**ACTIVITY**
What lines of the data hold the string "stone"? Pull each one out.

[PROVIDED DATA Boundary: Start]

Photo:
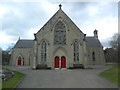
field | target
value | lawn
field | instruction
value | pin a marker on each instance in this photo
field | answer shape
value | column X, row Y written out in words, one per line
column 11, row 83
column 112, row 74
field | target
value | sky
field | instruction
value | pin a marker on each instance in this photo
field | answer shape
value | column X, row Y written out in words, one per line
column 23, row 19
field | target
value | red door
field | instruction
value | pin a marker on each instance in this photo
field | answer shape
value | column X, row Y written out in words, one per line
column 63, row 62
column 56, row 62
column 19, row 62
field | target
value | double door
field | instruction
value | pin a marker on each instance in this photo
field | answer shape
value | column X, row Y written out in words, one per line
column 58, row 61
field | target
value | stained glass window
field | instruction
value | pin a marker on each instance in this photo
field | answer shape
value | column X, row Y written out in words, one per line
column 43, row 52
column 76, row 51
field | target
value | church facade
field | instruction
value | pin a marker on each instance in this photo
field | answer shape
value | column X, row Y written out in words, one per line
column 59, row 44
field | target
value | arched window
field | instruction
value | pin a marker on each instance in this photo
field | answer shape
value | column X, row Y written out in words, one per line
column 59, row 33
column 76, row 51
column 43, row 52
column 93, row 56
column 20, row 60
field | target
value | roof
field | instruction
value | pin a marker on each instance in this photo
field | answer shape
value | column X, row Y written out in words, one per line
column 24, row 44
column 93, row 42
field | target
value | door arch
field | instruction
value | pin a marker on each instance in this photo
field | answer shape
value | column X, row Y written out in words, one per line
column 56, row 62
column 63, row 62
column 19, row 61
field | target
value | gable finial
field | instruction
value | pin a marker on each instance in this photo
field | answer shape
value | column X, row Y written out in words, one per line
column 60, row 6
column 19, row 38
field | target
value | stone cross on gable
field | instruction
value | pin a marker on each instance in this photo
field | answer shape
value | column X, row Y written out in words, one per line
column 60, row 6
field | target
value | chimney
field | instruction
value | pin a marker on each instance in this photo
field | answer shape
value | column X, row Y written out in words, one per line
column 95, row 33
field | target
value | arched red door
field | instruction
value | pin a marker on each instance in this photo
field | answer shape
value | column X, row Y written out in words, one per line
column 56, row 62
column 63, row 62
column 19, row 61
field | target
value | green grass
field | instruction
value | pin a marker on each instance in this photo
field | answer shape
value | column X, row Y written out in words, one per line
column 112, row 74
column 12, row 82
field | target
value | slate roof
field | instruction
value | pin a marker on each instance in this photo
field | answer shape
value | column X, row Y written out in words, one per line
column 93, row 42
column 24, row 44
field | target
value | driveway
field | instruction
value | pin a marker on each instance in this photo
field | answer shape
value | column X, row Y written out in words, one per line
column 74, row 78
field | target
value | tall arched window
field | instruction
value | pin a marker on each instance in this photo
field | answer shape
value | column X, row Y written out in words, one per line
column 43, row 52
column 93, row 56
column 76, row 51
column 59, row 33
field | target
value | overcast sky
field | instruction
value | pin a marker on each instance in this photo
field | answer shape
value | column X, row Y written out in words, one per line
column 26, row 18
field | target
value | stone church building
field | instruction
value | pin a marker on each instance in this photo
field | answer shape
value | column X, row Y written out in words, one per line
column 59, row 44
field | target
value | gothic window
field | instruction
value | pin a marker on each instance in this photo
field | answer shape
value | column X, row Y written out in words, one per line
column 93, row 56
column 43, row 52
column 76, row 51
column 60, row 33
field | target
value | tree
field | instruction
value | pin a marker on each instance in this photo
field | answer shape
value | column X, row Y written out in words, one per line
column 114, row 41
column 111, row 54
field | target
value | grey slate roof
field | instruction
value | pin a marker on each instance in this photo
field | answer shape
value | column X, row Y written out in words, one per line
column 93, row 42
column 24, row 44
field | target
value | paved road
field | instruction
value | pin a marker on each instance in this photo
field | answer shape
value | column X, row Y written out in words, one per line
column 80, row 78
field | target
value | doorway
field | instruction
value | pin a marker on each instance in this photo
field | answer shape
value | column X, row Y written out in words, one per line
column 63, row 62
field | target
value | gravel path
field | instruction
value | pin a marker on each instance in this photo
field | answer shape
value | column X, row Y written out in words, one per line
column 74, row 78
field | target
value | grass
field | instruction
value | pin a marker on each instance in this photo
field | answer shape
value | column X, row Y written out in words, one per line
column 12, row 82
column 112, row 75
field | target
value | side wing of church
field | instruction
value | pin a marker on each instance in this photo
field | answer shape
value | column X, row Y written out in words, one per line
column 59, row 44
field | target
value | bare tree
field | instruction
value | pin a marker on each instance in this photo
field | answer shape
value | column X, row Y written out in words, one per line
column 111, row 54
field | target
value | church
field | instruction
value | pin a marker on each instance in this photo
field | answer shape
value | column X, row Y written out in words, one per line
column 59, row 44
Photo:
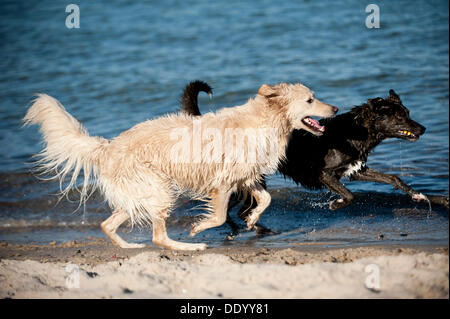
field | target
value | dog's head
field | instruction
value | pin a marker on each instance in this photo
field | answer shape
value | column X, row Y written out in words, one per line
column 299, row 105
column 392, row 118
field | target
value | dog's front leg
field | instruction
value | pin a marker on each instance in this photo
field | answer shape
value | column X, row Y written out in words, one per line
column 336, row 186
column 262, row 198
column 371, row 175
column 219, row 203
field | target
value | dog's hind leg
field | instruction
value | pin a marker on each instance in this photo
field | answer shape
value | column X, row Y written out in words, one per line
column 111, row 225
column 160, row 238
column 263, row 199
column 336, row 186
column 219, row 202
column 371, row 175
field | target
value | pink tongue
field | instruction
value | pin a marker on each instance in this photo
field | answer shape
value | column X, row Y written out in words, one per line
column 316, row 124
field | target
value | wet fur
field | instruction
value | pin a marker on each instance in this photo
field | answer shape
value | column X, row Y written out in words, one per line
column 135, row 171
column 321, row 161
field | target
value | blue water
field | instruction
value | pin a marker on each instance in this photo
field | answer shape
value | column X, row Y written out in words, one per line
column 129, row 61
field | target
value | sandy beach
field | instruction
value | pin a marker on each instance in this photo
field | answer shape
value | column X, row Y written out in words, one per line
column 96, row 269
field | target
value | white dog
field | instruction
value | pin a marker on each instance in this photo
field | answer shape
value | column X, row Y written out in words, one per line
column 144, row 169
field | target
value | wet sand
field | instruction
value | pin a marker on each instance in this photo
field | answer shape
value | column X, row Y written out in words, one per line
column 301, row 271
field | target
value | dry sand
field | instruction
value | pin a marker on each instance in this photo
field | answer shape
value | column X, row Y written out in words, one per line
column 104, row 271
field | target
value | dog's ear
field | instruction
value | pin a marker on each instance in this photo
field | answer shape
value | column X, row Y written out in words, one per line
column 394, row 97
column 267, row 91
column 375, row 102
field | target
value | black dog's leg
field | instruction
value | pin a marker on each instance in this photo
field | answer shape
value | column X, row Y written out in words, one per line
column 371, row 175
column 336, row 186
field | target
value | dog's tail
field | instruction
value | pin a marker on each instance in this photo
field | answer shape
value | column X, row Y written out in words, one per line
column 68, row 146
column 189, row 98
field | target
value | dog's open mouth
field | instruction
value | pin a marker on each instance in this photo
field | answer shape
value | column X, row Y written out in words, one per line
column 408, row 135
column 313, row 125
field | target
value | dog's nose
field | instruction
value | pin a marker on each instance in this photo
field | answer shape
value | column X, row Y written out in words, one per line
column 422, row 129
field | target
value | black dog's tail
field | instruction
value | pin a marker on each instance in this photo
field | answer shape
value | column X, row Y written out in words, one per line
column 189, row 102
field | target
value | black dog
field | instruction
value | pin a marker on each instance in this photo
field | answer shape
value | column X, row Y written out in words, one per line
column 341, row 151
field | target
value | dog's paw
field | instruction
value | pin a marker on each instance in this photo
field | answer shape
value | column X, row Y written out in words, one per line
column 194, row 231
column 251, row 221
column 337, row 203
column 419, row 197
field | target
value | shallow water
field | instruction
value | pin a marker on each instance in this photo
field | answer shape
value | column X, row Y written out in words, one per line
column 129, row 62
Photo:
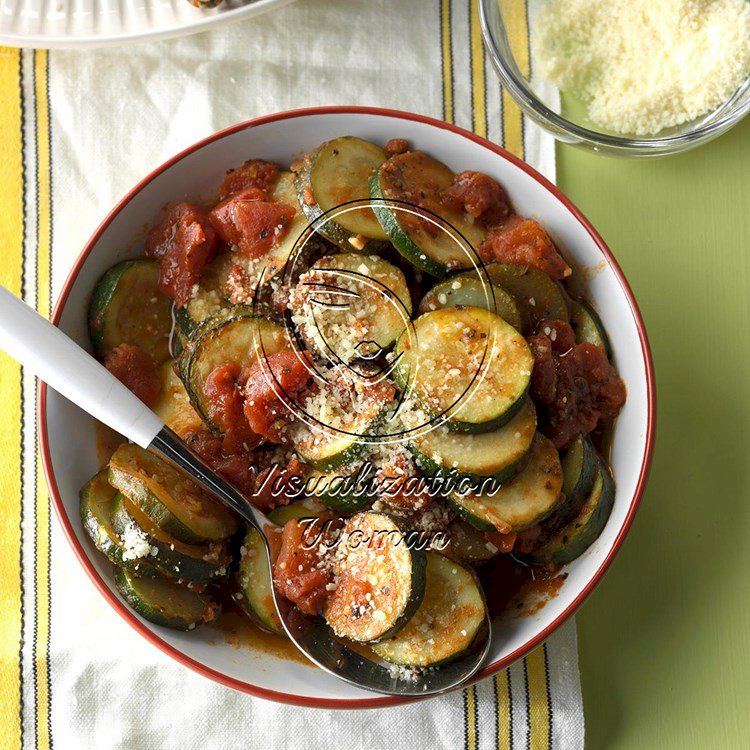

[PROVIDED DATA Boundary: End]

**RESULT**
value | stone cross on gable
value | stone church building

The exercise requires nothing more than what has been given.